Request:
Begin at the line below that contains "[point] at the road". Repeat it and all remaining lines of the records exactly.

Material for this exercise:

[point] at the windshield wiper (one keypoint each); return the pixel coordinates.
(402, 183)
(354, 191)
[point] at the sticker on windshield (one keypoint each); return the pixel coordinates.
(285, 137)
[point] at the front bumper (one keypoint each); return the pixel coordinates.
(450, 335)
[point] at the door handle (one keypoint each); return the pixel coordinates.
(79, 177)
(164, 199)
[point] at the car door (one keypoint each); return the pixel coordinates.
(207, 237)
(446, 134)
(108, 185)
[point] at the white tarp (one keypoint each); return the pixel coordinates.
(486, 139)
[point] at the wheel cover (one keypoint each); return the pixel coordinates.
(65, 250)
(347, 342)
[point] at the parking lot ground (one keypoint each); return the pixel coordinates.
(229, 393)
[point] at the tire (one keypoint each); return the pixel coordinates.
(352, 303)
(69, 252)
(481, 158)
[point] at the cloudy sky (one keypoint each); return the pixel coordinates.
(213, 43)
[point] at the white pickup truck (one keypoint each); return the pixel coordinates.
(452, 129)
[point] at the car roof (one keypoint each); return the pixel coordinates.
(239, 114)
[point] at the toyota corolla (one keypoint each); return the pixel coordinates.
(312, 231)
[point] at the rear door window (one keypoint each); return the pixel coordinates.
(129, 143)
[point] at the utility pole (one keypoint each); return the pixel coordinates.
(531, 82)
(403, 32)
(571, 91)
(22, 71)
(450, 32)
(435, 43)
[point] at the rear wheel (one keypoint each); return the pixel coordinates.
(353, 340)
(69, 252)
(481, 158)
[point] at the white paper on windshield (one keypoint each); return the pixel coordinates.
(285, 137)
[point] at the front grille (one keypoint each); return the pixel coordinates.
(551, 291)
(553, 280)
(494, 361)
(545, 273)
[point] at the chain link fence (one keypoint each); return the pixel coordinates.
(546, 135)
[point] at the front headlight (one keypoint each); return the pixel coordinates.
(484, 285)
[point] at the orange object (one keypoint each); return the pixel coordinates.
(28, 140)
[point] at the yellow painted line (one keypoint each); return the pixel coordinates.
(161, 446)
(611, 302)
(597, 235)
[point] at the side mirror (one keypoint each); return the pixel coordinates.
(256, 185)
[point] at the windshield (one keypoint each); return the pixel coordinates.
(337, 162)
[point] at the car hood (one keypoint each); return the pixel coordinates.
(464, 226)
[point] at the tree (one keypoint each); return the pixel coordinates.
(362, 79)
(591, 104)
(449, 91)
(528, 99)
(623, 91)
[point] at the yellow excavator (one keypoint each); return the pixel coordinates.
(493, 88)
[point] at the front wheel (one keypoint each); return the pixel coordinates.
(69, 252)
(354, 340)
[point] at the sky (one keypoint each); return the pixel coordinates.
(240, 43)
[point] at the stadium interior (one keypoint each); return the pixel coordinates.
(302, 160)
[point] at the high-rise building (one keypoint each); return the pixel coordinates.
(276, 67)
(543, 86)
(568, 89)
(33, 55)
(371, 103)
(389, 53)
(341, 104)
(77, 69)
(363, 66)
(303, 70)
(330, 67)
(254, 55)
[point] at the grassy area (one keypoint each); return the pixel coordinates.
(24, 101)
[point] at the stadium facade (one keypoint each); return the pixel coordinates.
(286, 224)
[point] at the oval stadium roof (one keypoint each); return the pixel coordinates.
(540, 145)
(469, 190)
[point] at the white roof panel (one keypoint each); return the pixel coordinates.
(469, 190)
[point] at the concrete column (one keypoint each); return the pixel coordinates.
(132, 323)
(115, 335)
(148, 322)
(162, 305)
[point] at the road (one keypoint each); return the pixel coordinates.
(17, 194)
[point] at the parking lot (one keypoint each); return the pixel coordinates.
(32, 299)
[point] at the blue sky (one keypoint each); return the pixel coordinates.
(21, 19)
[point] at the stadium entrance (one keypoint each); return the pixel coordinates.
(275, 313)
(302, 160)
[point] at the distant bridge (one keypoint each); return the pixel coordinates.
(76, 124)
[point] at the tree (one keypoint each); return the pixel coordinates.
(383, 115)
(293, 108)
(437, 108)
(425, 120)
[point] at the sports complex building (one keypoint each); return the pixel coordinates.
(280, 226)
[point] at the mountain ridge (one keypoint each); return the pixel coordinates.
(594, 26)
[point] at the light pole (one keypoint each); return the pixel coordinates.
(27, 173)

Output below:
[point] at the road (one keypoint each); return the pixel coordinates.
(17, 194)
[point] at the parking lot (one keypoint each); return the pixel coordinates.
(32, 299)
[point] at the blue sky (one keypoint each); return the pixel coordinates.
(21, 19)
[point] at the stadium entrance (one keypoint each); return the pixel coordinates.
(275, 313)
(302, 160)
[point] at the distant bridge (one keypoint each); return the pixel coordinates.
(76, 124)
[point] at the tree (one keypoint each); return the pixel coordinates.
(383, 115)
(293, 108)
(437, 108)
(425, 120)
[point] at the sports complex building (one keypoint each); return the pixel coordinates.
(280, 226)
[point] at the mountain ridge (one keypoint each); return the pixel coordinates.
(594, 26)
[point] at the light pole (one keypoint each); return the pixel coordinates.
(27, 173)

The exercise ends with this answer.